(Entries taken from a collection)
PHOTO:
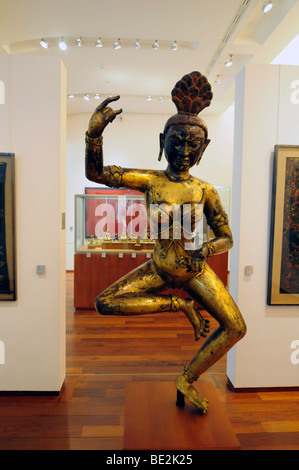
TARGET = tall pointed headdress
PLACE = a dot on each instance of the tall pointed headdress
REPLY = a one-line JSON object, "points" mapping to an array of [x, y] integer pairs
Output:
{"points": [[190, 95]]}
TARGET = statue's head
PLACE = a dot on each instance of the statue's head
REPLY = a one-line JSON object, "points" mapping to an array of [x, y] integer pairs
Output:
{"points": [[185, 135]]}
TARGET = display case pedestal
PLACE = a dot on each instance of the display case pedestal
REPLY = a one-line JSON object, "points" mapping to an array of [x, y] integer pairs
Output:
{"points": [[154, 422]]}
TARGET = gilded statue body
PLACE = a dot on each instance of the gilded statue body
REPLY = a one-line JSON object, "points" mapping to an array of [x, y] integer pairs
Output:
{"points": [[183, 141]]}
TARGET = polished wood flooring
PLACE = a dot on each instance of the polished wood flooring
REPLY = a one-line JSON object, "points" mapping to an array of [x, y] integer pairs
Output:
{"points": [[103, 355]]}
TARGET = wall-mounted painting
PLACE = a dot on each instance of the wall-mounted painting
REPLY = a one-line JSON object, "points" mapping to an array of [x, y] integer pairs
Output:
{"points": [[7, 228], [283, 281]]}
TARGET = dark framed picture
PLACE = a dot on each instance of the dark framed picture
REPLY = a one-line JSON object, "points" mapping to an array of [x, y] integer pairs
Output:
{"points": [[283, 280], [7, 228]]}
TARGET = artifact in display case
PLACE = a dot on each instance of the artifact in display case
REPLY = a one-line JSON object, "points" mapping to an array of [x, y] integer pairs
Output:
{"points": [[98, 220], [176, 261]]}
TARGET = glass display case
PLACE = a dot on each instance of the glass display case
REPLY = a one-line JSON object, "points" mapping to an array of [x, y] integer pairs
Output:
{"points": [[116, 220]]}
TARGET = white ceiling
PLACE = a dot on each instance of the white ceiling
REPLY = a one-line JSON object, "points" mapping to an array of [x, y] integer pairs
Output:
{"points": [[206, 33]]}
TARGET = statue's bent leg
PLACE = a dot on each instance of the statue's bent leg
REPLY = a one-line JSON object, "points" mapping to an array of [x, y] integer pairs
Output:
{"points": [[210, 292], [138, 293]]}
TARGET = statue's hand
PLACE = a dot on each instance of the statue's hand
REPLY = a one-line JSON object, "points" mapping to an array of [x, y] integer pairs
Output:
{"points": [[101, 117]]}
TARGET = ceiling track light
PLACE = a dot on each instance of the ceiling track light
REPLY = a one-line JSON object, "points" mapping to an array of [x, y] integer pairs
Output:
{"points": [[174, 46], [117, 44], [99, 43], [44, 43], [267, 6], [229, 61], [62, 45], [155, 46], [79, 42]]}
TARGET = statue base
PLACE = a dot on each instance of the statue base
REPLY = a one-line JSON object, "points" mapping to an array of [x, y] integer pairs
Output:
{"points": [[153, 420]]}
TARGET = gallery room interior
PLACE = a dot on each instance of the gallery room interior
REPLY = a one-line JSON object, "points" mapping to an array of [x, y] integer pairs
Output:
{"points": [[69, 377]]}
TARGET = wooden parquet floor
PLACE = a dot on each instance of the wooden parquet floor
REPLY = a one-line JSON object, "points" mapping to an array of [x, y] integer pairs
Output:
{"points": [[103, 354]]}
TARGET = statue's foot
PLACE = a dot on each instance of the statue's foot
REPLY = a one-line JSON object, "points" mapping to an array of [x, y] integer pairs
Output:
{"points": [[190, 392]]}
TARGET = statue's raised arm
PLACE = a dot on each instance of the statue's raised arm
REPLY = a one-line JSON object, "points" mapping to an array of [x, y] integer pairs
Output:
{"points": [[112, 176]]}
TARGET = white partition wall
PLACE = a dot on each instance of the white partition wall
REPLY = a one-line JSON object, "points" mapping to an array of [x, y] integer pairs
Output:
{"points": [[33, 126], [266, 114]]}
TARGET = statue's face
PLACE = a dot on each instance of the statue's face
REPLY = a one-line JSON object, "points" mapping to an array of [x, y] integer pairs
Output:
{"points": [[184, 146]]}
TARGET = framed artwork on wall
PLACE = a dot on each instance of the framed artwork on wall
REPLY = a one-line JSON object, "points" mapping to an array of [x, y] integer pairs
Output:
{"points": [[7, 228], [283, 278]]}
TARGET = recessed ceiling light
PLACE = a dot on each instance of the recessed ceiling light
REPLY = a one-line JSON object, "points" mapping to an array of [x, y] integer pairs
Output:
{"points": [[267, 7], [117, 44], [229, 61], [174, 46], [99, 43], [155, 46], [44, 43], [62, 45]]}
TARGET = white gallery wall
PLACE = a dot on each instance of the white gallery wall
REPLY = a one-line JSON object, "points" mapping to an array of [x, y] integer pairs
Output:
{"points": [[33, 126], [266, 114], [132, 140]]}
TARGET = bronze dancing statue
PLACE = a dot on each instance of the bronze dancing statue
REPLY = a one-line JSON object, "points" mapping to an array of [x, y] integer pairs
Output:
{"points": [[184, 140]]}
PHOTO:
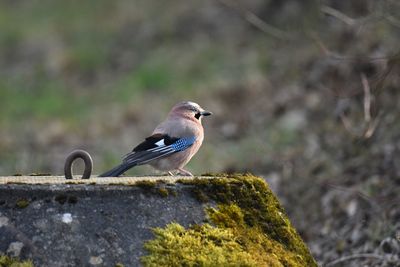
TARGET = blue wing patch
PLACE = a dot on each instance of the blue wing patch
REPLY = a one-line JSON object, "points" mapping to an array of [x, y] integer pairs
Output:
{"points": [[183, 143], [159, 149]]}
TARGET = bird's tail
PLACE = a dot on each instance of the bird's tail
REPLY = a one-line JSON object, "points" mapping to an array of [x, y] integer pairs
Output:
{"points": [[117, 171]]}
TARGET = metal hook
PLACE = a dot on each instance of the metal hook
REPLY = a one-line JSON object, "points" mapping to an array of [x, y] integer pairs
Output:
{"points": [[85, 156]]}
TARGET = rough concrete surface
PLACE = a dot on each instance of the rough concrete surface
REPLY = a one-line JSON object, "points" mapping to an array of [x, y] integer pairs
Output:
{"points": [[57, 223]]}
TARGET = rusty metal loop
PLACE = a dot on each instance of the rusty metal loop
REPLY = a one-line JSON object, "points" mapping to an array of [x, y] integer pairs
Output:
{"points": [[85, 156]]}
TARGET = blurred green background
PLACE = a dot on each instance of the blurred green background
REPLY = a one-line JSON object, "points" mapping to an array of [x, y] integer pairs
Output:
{"points": [[283, 79]]}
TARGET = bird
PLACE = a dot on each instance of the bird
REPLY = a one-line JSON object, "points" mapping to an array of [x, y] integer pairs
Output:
{"points": [[171, 145]]}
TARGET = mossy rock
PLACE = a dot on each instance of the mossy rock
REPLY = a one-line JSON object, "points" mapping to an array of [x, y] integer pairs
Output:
{"points": [[247, 227], [6, 261]]}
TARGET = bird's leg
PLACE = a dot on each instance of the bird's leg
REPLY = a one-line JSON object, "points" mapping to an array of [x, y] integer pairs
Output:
{"points": [[185, 172]]}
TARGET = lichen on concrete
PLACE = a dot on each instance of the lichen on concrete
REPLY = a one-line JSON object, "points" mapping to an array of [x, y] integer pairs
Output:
{"points": [[248, 227]]}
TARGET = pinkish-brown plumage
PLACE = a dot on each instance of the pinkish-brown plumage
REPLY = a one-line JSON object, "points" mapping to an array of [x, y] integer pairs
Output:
{"points": [[160, 150]]}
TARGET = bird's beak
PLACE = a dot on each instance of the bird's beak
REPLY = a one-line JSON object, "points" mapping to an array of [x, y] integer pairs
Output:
{"points": [[206, 113]]}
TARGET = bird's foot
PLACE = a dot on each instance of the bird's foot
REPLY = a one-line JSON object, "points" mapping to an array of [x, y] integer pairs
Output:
{"points": [[185, 172]]}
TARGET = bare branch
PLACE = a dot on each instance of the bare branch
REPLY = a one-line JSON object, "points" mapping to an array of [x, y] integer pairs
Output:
{"points": [[367, 98]]}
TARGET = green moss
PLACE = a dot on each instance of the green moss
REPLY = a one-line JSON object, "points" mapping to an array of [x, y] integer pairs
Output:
{"points": [[202, 245], [6, 261], [22, 203], [248, 216]]}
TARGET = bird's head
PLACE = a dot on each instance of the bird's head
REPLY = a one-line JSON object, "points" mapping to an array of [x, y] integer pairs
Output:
{"points": [[190, 110]]}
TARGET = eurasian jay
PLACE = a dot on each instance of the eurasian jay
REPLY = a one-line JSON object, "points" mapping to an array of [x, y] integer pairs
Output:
{"points": [[172, 144]]}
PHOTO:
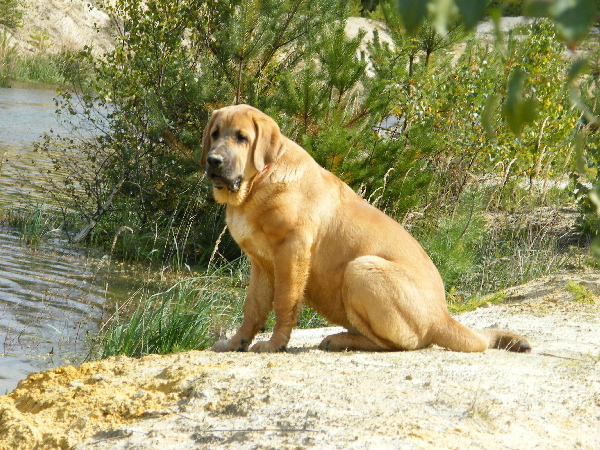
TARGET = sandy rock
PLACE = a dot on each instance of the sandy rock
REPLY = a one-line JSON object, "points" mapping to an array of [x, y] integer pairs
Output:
{"points": [[59, 25], [308, 398]]}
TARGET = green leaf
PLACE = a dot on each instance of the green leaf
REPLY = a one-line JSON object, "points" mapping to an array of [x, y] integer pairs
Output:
{"points": [[595, 248], [412, 14], [578, 67], [491, 105], [516, 110], [471, 11], [578, 142]]}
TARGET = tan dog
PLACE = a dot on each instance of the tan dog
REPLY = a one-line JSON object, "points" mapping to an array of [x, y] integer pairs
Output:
{"points": [[312, 240]]}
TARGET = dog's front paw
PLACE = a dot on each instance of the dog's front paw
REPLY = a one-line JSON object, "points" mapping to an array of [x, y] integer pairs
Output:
{"points": [[267, 347], [228, 345]]}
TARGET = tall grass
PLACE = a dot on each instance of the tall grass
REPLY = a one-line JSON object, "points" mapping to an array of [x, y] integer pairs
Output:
{"points": [[33, 224], [190, 315]]}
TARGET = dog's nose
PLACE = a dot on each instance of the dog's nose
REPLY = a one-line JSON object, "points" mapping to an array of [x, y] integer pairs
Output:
{"points": [[214, 161]]}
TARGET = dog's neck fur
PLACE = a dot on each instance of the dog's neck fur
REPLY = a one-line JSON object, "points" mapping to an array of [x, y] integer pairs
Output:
{"points": [[225, 196]]}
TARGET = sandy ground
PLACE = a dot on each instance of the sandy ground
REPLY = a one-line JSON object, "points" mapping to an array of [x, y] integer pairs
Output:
{"points": [[58, 25], [549, 399]]}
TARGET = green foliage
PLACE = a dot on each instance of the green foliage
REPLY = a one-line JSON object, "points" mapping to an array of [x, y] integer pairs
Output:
{"points": [[580, 293], [190, 315], [187, 316], [11, 13], [410, 134]]}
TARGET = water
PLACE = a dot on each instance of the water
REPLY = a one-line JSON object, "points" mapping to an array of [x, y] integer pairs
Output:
{"points": [[51, 295]]}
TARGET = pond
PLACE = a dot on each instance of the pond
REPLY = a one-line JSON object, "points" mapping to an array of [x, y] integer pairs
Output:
{"points": [[52, 294]]}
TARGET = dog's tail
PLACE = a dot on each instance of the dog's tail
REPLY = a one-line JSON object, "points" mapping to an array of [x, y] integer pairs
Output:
{"points": [[455, 336]]}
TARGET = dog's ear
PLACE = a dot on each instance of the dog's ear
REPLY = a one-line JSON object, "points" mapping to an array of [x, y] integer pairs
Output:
{"points": [[269, 143], [206, 138]]}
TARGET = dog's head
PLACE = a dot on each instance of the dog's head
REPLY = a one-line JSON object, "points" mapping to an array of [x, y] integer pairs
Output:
{"points": [[238, 142]]}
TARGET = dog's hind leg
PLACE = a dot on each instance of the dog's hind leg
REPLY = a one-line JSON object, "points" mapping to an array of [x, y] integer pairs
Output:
{"points": [[385, 306]]}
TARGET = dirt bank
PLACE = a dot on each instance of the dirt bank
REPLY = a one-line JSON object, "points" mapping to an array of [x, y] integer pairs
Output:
{"points": [[425, 399], [59, 25]]}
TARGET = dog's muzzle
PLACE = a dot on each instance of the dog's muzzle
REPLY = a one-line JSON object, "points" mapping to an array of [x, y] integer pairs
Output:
{"points": [[219, 171]]}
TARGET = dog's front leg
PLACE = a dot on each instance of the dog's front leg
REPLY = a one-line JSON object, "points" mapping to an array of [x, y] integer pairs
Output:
{"points": [[258, 304], [291, 274]]}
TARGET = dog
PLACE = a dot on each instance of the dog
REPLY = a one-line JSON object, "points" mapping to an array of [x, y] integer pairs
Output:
{"points": [[312, 240]]}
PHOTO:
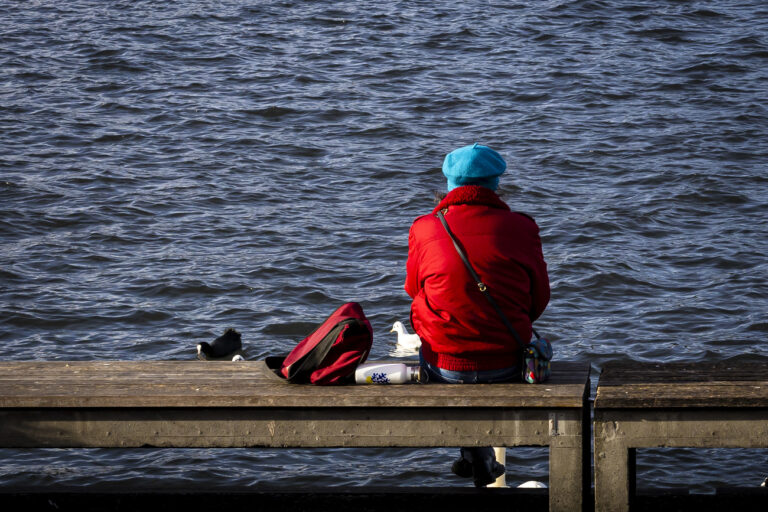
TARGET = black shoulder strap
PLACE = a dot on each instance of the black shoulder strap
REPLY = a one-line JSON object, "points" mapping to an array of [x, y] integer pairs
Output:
{"points": [[480, 285]]}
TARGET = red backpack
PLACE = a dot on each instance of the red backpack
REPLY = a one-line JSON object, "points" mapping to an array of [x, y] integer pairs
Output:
{"points": [[331, 353]]}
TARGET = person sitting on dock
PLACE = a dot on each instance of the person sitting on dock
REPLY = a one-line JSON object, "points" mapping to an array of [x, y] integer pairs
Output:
{"points": [[464, 341]]}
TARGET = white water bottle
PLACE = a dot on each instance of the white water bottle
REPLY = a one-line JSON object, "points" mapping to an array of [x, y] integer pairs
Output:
{"points": [[387, 373]]}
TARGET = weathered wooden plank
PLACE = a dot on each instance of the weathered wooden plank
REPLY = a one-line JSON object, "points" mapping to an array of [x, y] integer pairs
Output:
{"points": [[282, 427], [653, 385], [206, 384]]}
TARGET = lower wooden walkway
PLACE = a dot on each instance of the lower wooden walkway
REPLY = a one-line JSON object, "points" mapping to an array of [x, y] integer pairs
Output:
{"points": [[225, 404], [696, 405]]}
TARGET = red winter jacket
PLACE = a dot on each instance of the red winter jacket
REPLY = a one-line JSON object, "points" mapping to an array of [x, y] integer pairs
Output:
{"points": [[459, 329]]}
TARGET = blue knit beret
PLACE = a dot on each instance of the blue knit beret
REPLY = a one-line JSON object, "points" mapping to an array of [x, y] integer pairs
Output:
{"points": [[473, 165]]}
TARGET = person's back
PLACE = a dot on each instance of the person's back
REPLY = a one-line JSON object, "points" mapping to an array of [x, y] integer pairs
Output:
{"points": [[458, 328], [463, 339]]}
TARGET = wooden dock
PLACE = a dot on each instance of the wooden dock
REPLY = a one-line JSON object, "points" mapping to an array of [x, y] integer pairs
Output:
{"points": [[645, 405], [225, 404]]}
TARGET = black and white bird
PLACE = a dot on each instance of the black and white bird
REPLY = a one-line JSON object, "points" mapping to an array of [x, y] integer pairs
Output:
{"points": [[224, 348]]}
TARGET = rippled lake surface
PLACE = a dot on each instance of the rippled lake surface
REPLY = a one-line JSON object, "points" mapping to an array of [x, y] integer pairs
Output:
{"points": [[170, 169]]}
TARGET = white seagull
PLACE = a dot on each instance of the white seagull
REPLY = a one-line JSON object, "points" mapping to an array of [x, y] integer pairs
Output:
{"points": [[406, 342]]}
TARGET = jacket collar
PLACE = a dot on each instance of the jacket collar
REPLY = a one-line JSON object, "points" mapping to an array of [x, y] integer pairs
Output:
{"points": [[471, 194]]}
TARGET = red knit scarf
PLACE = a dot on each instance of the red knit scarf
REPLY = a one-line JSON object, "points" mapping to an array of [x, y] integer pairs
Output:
{"points": [[471, 194]]}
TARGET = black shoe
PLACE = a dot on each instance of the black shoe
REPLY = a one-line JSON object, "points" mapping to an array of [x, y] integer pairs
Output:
{"points": [[486, 471], [462, 467]]}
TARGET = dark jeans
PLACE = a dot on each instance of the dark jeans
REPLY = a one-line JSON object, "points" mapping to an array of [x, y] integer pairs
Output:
{"points": [[471, 377]]}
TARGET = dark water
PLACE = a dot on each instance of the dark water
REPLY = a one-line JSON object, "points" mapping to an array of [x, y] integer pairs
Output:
{"points": [[171, 169]]}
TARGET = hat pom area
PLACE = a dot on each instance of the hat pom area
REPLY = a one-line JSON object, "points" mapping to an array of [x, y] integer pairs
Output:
{"points": [[473, 165]]}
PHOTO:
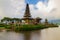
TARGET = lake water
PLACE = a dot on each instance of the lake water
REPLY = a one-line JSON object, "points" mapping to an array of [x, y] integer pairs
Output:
{"points": [[45, 34]]}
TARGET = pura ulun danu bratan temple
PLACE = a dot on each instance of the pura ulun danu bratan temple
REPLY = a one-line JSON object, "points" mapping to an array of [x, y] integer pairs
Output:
{"points": [[27, 19]]}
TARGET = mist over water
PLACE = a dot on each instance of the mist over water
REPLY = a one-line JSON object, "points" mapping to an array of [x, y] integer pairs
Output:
{"points": [[45, 34]]}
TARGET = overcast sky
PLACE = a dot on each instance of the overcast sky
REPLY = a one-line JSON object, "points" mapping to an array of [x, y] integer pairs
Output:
{"points": [[38, 8]]}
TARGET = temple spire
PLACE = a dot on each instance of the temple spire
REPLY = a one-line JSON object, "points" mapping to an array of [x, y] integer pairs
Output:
{"points": [[27, 12]]}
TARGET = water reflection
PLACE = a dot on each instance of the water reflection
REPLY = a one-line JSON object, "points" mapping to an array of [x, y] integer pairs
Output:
{"points": [[32, 35]]}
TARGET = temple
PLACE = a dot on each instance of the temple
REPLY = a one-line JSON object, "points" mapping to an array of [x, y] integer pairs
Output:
{"points": [[27, 19]]}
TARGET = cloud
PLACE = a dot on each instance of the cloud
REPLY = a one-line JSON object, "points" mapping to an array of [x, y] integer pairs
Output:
{"points": [[51, 11], [16, 8]]}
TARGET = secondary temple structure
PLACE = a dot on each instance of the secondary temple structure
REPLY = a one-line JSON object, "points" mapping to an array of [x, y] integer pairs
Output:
{"points": [[27, 19]]}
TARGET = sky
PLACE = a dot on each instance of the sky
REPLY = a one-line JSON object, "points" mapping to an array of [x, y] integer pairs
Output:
{"points": [[49, 9]]}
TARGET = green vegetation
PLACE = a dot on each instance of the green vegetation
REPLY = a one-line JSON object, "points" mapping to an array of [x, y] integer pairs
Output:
{"points": [[25, 27], [29, 27]]}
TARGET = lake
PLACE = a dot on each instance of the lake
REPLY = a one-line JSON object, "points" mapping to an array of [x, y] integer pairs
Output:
{"points": [[45, 34]]}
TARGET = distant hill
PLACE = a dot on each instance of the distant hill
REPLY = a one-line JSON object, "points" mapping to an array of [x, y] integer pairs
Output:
{"points": [[55, 21]]}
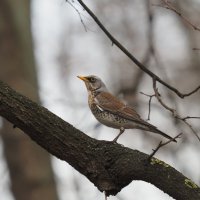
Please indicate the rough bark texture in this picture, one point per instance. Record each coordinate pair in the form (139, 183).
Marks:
(108, 165)
(17, 68)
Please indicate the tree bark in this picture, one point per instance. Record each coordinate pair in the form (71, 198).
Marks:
(29, 166)
(108, 165)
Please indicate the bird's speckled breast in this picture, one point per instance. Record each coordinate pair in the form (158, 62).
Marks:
(107, 118)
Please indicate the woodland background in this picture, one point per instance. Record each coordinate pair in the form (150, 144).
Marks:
(46, 44)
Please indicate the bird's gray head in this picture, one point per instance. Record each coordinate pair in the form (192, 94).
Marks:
(93, 83)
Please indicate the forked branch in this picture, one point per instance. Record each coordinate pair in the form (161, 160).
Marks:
(137, 62)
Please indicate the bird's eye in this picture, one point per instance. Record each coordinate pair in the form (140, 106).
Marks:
(92, 79)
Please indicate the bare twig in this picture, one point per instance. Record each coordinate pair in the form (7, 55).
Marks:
(188, 117)
(150, 98)
(173, 111)
(138, 63)
(161, 145)
(79, 14)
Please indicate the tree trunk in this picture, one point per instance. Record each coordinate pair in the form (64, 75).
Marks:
(29, 165)
(110, 166)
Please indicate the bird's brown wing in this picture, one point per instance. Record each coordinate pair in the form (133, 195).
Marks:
(108, 102)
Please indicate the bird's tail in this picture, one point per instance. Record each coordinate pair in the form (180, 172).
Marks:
(152, 128)
(163, 134)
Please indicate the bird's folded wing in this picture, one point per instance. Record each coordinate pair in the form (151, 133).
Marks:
(108, 102)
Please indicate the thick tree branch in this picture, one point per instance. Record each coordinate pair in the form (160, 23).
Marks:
(108, 165)
(137, 62)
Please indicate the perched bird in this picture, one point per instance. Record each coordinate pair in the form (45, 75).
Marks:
(112, 112)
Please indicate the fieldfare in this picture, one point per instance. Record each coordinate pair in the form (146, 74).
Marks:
(112, 112)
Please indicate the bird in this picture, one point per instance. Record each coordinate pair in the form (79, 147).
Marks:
(112, 112)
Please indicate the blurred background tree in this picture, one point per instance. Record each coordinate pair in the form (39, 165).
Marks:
(30, 170)
(68, 43)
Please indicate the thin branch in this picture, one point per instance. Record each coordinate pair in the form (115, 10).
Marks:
(150, 98)
(79, 14)
(161, 145)
(173, 111)
(138, 63)
(188, 117)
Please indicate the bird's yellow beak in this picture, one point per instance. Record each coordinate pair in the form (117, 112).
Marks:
(83, 78)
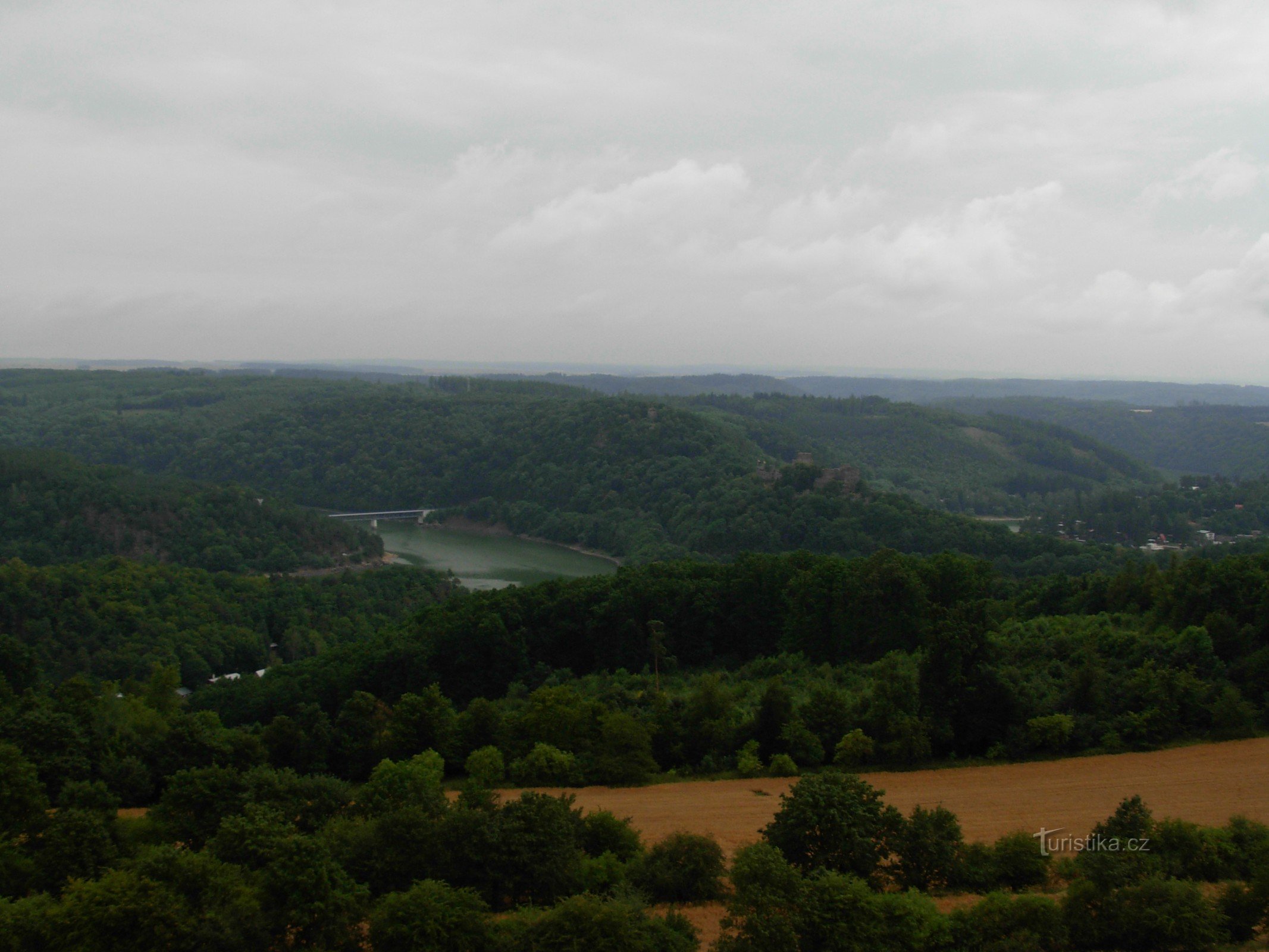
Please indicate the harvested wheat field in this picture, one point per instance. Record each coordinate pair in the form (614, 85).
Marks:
(1205, 784)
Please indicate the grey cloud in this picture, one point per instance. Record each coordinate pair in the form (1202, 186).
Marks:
(1017, 187)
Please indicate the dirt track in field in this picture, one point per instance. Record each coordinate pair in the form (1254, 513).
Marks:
(1206, 784)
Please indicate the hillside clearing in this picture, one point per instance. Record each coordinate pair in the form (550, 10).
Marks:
(1206, 784)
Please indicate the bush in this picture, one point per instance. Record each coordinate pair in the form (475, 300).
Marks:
(1154, 915)
(929, 848)
(767, 892)
(1051, 733)
(414, 784)
(1018, 862)
(748, 762)
(975, 870)
(1004, 922)
(1187, 851)
(853, 749)
(1131, 821)
(487, 766)
(603, 832)
(1249, 847)
(546, 767)
(625, 752)
(684, 868)
(834, 822)
(782, 766)
(597, 925)
(431, 917)
(1243, 910)
(801, 744)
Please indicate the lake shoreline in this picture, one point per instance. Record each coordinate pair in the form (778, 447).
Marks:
(498, 530)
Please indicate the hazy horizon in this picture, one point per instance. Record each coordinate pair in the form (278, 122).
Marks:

• **OBJECTIVE**: The lines to write out run from the one containing "Please indicate the bird in" through the final line of the material above, both included; write them out exactly, with no pictures.

• **SOLVED EXERCISE**:
Please indicate the bird in this picture, one point per instance. Record each coordinate pair in the form (79, 147).
Marks:
(112, 112)
Please indicate the blurred background tree in this picture, one point per instance. Record each coordinate pair in the form (39, 165).
Marks:
(30, 170)
(68, 43)
Please indicate the thin branch in this picture, one point per instance. Record each coordinate pair in the form (115, 10).
Marks:
(150, 98)
(79, 14)
(161, 145)
(173, 111)
(138, 63)
(188, 117)
Please indicate the bird's yellow beak in this picture, one point per instance. Record each coordinate pair in the form (117, 112).
Marks:
(83, 78)
Please indicate the harvested wheat field in this picture, one point per instance. Record each coordinate pair in the form (614, 85).
Marks:
(1205, 784)
Please indicate the grey cloud in this picture, one point per instance. Record each coordinate pair in the form (1202, 186).
Marks:
(1017, 187)
Please indicate the dirt track in field in this picture, one point per instance. Record each coordinate pair in the form (1254, 513).
Marks:
(1206, 784)
Please indicate the hillside clearing in this picture, one point per instance. Record each coordinate pair in the form (550, 10).
Marks:
(1206, 784)
Please indicate the bush in this picture, one point per instance. Record each coordinate pair in the form (475, 300).
Marks:
(1154, 915)
(929, 848)
(767, 892)
(1051, 733)
(414, 784)
(1018, 862)
(748, 762)
(975, 870)
(1004, 922)
(1187, 851)
(853, 749)
(1131, 821)
(487, 766)
(603, 832)
(1249, 847)
(546, 767)
(625, 752)
(684, 868)
(834, 822)
(782, 766)
(597, 925)
(431, 917)
(1243, 910)
(801, 744)
Please indicate the lake shoreline in this picture, one point per instance. Record each coordinate pair in the form (778, 447).
Marks:
(498, 530)
Please indicate the hazy horizon in this picture, one point per instance. Record each coordinate pair in the form (278, 122).
Marks:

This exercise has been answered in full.